▶ **CHALLENGES**
(1) In the court appeal excerpt, what multiplier did the Apex Court apply for a deceased who was 32 years old?
(2) Write the next part of the court appeal excerpt, starting after its final sentence.

▶ **SUPPLIED PASSAGE**
********************
2. The learned Counsel appearing for the appellant-Insurance Company pointed out that appeal preferred at the instance of the appellant-Company is maintainable. The learned Counsel submitted that the multiplier applied by the Tribunal is on the higher side. He submitted that interest could not have been awarded at the rate of 12 per cent per annum. The learned Counsel for the appellant placed reliance on the decisions of the Apex court reported in II , Tamil Nadu State Transport Corporation Ltd. v. Section Rajapriya and Ors. IV (2005) ACC 350 (SC) : 2006 SCJ 423 Managing Director, Tamil Nadu State Transport Corporation Ltd. v. K.I. Bindu and Ors. and , (i) Kaushnuma Begum and Ors. v. New India Assurance Co. Ltd. and Ors.
3. The learned Counsel appearing for the original claimants submitted that the multiplier applied by the Tribunal is correct in view of the decision of the Apex Court reported in IV (2006) ACC 689 (SC) : (2005) 12 SCC 190, Kanhaiyalal Kataria and Ors. v. Mukul Chaturyedi and Ors. He submitted that the Apex Court applied multiplier of 17 in case of a deceased who was 32 years old. He submitted that multiplier applied by the Tribunal of fourteen cannot be interferred with in view of the evidence on record.
********************
▶ **LISTED ENTRIES**
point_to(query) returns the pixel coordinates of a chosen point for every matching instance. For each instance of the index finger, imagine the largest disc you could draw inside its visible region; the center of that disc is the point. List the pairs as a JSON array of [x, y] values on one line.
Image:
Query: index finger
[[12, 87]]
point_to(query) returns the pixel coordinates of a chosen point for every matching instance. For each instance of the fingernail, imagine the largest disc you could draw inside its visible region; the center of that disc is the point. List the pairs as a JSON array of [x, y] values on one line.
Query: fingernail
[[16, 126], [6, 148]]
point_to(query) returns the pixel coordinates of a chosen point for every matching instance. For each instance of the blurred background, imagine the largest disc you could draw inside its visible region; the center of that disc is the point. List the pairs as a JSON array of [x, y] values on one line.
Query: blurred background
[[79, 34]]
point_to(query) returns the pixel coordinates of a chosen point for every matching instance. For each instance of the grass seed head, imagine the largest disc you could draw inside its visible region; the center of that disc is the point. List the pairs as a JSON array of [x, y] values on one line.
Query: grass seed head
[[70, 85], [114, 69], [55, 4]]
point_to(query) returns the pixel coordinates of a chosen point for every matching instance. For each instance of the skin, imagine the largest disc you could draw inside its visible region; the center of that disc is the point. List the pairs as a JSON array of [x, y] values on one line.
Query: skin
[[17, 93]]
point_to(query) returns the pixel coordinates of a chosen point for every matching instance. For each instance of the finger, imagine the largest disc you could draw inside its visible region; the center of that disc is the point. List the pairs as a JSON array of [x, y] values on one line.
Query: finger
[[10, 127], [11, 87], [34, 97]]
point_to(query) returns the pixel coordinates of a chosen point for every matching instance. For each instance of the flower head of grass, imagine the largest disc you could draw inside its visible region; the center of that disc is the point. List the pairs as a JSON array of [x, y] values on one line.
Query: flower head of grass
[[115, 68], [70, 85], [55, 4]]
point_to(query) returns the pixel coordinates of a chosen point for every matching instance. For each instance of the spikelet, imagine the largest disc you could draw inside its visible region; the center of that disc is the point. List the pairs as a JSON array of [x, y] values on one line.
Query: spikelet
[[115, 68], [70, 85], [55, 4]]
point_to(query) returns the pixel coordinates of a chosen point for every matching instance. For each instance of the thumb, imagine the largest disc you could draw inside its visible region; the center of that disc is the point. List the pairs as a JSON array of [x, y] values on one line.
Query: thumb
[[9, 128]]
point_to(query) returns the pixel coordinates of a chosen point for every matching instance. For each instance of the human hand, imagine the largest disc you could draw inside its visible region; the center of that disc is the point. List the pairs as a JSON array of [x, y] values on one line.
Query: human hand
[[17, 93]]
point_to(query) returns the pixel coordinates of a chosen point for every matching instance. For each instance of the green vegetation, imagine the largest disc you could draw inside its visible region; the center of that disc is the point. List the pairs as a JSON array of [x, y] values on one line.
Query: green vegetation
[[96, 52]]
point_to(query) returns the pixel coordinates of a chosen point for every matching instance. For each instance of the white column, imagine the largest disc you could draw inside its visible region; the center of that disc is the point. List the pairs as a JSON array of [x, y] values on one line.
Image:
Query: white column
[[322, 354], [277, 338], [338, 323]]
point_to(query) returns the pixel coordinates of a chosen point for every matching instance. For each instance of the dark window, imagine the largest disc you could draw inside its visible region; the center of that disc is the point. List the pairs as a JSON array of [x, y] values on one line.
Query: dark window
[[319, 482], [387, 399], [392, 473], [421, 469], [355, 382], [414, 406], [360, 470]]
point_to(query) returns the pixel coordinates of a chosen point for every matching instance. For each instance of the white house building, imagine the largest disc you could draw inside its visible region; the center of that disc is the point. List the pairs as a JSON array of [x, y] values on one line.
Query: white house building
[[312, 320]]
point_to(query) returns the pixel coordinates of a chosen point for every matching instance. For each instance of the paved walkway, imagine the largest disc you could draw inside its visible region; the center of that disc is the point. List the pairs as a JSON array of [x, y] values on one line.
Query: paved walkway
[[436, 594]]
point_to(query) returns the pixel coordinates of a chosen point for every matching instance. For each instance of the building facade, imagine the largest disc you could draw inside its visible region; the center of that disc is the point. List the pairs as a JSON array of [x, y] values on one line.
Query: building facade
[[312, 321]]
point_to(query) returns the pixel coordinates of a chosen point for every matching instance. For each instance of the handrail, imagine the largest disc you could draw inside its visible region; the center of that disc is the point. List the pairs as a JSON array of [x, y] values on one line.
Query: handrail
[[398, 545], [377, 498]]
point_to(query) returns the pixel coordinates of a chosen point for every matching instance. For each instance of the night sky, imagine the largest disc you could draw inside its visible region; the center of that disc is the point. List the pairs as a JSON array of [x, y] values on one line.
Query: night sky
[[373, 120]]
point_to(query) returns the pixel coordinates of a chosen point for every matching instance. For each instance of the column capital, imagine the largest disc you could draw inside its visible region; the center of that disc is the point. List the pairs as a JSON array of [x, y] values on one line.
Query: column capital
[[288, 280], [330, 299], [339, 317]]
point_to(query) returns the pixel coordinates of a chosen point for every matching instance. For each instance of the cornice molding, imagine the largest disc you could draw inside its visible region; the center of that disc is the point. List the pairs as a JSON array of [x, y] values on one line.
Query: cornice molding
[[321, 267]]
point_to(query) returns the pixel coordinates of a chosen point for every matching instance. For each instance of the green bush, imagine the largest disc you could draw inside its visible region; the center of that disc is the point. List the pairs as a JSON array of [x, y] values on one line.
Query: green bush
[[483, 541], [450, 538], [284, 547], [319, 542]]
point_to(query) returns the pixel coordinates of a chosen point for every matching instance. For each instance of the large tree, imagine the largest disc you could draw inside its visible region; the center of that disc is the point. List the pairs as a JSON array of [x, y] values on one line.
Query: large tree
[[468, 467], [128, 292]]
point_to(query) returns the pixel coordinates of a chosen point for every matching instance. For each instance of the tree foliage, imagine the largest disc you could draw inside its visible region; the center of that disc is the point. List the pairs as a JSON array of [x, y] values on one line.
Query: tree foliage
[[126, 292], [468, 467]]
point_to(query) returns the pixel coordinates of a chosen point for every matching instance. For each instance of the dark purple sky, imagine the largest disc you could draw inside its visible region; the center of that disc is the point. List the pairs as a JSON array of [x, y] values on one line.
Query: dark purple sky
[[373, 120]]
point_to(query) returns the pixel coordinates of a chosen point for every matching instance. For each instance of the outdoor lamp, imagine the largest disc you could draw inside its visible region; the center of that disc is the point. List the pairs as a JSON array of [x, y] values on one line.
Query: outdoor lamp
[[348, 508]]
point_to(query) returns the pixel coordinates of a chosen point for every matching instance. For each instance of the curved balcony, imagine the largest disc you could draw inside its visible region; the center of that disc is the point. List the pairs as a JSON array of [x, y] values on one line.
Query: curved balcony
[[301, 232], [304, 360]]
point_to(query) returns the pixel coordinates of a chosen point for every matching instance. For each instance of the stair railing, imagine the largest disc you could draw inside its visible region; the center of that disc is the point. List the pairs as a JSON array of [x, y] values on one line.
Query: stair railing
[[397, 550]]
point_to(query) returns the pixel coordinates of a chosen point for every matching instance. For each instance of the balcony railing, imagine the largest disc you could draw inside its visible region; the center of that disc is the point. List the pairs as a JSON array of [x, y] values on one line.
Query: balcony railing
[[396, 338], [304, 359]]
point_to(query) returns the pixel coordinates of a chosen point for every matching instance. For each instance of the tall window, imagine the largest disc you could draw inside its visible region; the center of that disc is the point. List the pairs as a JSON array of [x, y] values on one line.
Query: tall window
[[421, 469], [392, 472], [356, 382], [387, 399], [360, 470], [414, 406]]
********************
▶ **RESULTS OF THE EXERCISE**
(1) 17

(2)
4. I have considered the submissions made by the learned Counsel appearing for the parties. The principles governing proper multiplier to be applied in case where multiplier method is adopted is considered by the Apex Court in the case of Tamil Nadu State Transport Corporation (supra). The Apex Court has considered the principles laid down in its earlier decisions. The same principles are also discussed in case of Section Rajapriya and Ors. (supra). In the case of Section Rajapriya and Ors. the Apex Court observed in paragraph No. 17 as under:
17.In Susamma Thomas Case, , it was noted that the normal rate of interest was about 10 per cent and accordingly the multiplier was worked out. As the interest rate is on the decline, the multiplier has to consequentially be raised. Therefore, instead of 16 the multiplier of 18 as adopted in Trilok Chandra’s case, appears to be appropriate. In fact in Trilok Chandra’s case (supra), after reference to Second Schedule to the Act, it was noticed that the same suffers from many defects. It was pointed out that the same is to serve as a guide, but cannot be said to be invariable ready-reckoner. However, the appropriate highest multiplier was held to be 18. The highest multiplier has to be for the age group of 21 years to 25 years when an ordinary Indian citizen starts independently earning and the lowest would be in respect of a person in the age group of 60 to 70, which is the normal retirement age.
(Emphasis supplied)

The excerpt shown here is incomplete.